[Information given — start]

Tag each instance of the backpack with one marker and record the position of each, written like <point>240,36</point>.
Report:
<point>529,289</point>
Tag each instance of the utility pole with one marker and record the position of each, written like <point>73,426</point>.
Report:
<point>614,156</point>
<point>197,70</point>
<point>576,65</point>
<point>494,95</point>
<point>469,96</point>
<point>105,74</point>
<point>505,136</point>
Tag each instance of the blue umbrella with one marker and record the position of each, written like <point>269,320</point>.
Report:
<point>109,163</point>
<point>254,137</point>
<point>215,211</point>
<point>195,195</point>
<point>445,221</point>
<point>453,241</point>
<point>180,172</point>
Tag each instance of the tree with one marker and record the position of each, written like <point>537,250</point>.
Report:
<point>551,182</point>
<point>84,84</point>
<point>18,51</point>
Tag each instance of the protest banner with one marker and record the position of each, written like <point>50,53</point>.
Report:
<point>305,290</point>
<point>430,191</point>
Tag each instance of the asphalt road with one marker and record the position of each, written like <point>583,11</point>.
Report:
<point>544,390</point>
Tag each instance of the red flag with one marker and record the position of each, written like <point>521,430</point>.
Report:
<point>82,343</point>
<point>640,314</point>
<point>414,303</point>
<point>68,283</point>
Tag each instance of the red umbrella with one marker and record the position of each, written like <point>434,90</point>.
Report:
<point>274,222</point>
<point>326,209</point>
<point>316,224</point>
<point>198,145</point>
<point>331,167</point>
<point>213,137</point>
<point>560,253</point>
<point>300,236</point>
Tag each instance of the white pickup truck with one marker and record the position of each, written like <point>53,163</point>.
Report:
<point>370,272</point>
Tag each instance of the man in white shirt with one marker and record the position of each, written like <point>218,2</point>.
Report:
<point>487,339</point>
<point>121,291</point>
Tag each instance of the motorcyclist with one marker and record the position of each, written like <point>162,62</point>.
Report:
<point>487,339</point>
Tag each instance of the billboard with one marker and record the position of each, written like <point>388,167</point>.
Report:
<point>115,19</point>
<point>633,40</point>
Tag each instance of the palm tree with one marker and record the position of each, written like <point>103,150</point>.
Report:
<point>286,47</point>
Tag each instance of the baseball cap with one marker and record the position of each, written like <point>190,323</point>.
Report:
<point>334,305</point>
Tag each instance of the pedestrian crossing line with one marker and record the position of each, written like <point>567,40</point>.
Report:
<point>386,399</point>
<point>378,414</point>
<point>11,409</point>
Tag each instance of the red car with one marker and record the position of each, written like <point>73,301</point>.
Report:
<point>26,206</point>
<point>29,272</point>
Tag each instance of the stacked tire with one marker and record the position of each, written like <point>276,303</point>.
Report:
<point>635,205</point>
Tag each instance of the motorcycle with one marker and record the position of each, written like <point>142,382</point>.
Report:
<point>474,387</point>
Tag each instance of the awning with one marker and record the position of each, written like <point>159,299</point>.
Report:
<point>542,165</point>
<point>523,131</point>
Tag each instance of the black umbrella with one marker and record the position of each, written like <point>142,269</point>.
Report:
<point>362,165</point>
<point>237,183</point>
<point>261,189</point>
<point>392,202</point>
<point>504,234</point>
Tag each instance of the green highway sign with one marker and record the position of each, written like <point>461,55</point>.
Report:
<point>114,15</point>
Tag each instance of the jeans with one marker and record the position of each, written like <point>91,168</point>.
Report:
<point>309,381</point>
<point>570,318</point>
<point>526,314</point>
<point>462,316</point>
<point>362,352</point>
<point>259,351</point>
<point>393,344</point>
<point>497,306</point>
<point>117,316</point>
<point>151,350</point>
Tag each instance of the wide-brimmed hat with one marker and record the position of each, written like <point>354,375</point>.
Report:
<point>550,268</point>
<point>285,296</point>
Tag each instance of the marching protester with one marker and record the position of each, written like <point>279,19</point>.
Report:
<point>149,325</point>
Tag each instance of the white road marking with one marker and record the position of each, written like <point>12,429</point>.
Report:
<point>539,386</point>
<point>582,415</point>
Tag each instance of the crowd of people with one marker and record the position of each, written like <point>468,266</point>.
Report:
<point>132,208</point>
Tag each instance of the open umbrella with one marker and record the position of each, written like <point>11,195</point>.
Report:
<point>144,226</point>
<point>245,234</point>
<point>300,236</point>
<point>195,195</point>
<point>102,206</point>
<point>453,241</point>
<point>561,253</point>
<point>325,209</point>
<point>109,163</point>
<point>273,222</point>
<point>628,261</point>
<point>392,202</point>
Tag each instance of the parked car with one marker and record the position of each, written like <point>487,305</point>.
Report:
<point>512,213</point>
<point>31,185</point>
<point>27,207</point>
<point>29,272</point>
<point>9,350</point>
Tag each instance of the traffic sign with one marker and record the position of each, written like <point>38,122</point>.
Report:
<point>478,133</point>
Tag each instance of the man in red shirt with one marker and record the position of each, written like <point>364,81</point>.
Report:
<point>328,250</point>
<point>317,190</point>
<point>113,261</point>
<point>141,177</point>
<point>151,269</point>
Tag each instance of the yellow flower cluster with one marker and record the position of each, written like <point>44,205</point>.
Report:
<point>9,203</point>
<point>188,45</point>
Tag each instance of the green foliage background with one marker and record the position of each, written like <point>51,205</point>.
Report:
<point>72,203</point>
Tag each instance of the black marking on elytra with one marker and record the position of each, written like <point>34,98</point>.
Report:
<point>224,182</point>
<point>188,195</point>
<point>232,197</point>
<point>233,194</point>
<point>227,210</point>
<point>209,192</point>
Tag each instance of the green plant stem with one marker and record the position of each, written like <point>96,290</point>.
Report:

[Information given — finish]

Please give the material above once more, unchanged.

▶ **Task result**:
Tag each instance of the backpack with one marker and record the position of each, written like <point>240,36</point>.
Report:
<point>529,289</point>
Tag each instance of the utility pole with one marker and record the position of each, written like <point>73,426</point>.
Report:
<point>614,156</point>
<point>197,70</point>
<point>576,65</point>
<point>494,95</point>
<point>469,96</point>
<point>105,74</point>
<point>505,136</point>
Tag each instance of the blue umbrella with one marker and record the position of each, written like <point>269,320</point>.
Report:
<point>109,163</point>
<point>254,137</point>
<point>215,211</point>
<point>195,195</point>
<point>445,221</point>
<point>453,241</point>
<point>180,172</point>
Tag each instance of the tree with one marker and record the position of each, written like <point>537,250</point>.
Report:
<point>551,182</point>
<point>84,84</point>
<point>18,51</point>
Tag each instance of the protest banner with one marker and record the position of each, written like <point>50,53</point>.
Report:
<point>305,290</point>
<point>430,191</point>
Tag each instance of the asphalt road with one marker and record the position of each, written like <point>583,11</point>.
Report:
<point>544,390</point>
Tag each instance of the red flag with one marker and record the position of each, written like <point>521,430</point>.
Report:
<point>82,343</point>
<point>640,314</point>
<point>414,303</point>
<point>68,283</point>
Tag each instance of the red umbrella with one marker and record the position of each, written like <point>434,90</point>.
Report:
<point>274,222</point>
<point>326,209</point>
<point>316,224</point>
<point>198,145</point>
<point>331,167</point>
<point>213,137</point>
<point>560,253</point>
<point>300,236</point>
Tag each instance of the white pickup truck with one marker and record the position of each, written like <point>53,163</point>.
Report:
<point>370,272</point>
Tag each instance of the man in white shirt with one marker and record the position of each, written like <point>218,2</point>.
Report:
<point>487,339</point>
<point>121,291</point>
Tag each instance of the motorcyclist with one marker and record the position of each, written like <point>162,62</point>.
Report:
<point>487,339</point>
Tag each instance of the billboard with one marker and record the position of each, written like <point>388,167</point>.
Report:
<point>115,19</point>
<point>633,40</point>
Tag each instance of the palm tree with one marker and record the position of each, written like <point>103,150</point>.
Report:
<point>286,47</point>
Tag each instance of the baseball cap with one marker and record the position of each, written like <point>190,323</point>.
Report:
<point>334,305</point>
Tag each instance of the pedestrian crossing line with one marker and record the position of each, written like <point>567,40</point>.
Report:
<point>386,399</point>
<point>378,414</point>
<point>11,409</point>
Tag each instance of the red car with one marker and record the position of each, written like <point>73,301</point>.
Report:
<point>26,206</point>
<point>29,272</point>
Tag each instance of the stacked tire with one marker and record the position of each, written like <point>276,303</point>.
Report:
<point>635,205</point>
Tag each instance of the motorcycle with one marker and record the position of each, written like <point>142,382</point>.
Report:
<point>474,387</point>
Tag each instance of the awning with one marker and record the position of each, written like <point>159,299</point>.
Report:
<point>542,165</point>
<point>523,131</point>
Tag each instance of the black umbrella with one marker and record the position of each, written like <point>142,269</point>.
Report:
<point>362,165</point>
<point>237,183</point>
<point>261,189</point>
<point>392,202</point>
<point>504,234</point>
Tag each instance of the green highway sign with one marker and record the position of each, written like <point>461,55</point>.
Report:
<point>114,15</point>
Tag each instance of the jeans with one marker and record the position of each, written like <point>91,168</point>.
Report:
<point>309,381</point>
<point>570,318</point>
<point>526,314</point>
<point>462,316</point>
<point>362,352</point>
<point>259,351</point>
<point>393,344</point>
<point>497,306</point>
<point>117,316</point>
<point>151,350</point>
Tag each instance of the wide-brimmed hat with one marker and record the position of each, written like <point>354,375</point>.
Report:
<point>550,268</point>
<point>285,296</point>
Tag each instance of the marching protester with one marker and record the position of each, written like <point>279,19</point>.
Report:
<point>149,325</point>
Tag each instance of the white road marking with one marker and record the position of each, written like <point>12,429</point>.
Report:
<point>539,386</point>
<point>582,415</point>
Tag each instance of the crowd of people with one marker and record the position of each, written like <point>468,266</point>.
Report:
<point>132,208</point>
Tag each instance of the open umbrella with one marker and record the position of each, written like <point>11,195</point>.
Report:
<point>144,226</point>
<point>245,234</point>
<point>300,236</point>
<point>195,195</point>
<point>102,206</point>
<point>453,241</point>
<point>561,253</point>
<point>325,209</point>
<point>109,163</point>
<point>273,222</point>
<point>628,261</point>
<point>392,202</point>
Tag each instance of the parked car with one marker and record the position of each, written like <point>487,305</point>.
Report:
<point>512,213</point>
<point>31,185</point>
<point>27,207</point>
<point>29,272</point>
<point>9,350</point>
Tag each instance of the traffic sign with one marker and record the position of each, written like <point>38,122</point>.
Report:
<point>478,133</point>
Tag each instance of the man in red shirt with one marker and record the position of each, written like <point>364,81</point>.
Report:
<point>328,250</point>
<point>317,190</point>
<point>113,261</point>
<point>141,177</point>
<point>151,269</point>
Tag each instance of the yellow flower cluster with one marker and record the position of each, written like <point>44,205</point>.
Report:
<point>9,203</point>
<point>188,45</point>
Tag each instance of the green foliage background with one marker and record the position of each, written like <point>51,205</point>.
Report:
<point>72,203</point>
Tag each instance of the black marking on elytra with one marker and record the position of each, written like <point>34,98</point>.
Report:
<point>224,182</point>
<point>188,195</point>
<point>232,197</point>
<point>233,194</point>
<point>227,210</point>
<point>209,192</point>
Tag each instance of the green plant stem with one marker and record the position of each, written like <point>96,290</point>.
Report:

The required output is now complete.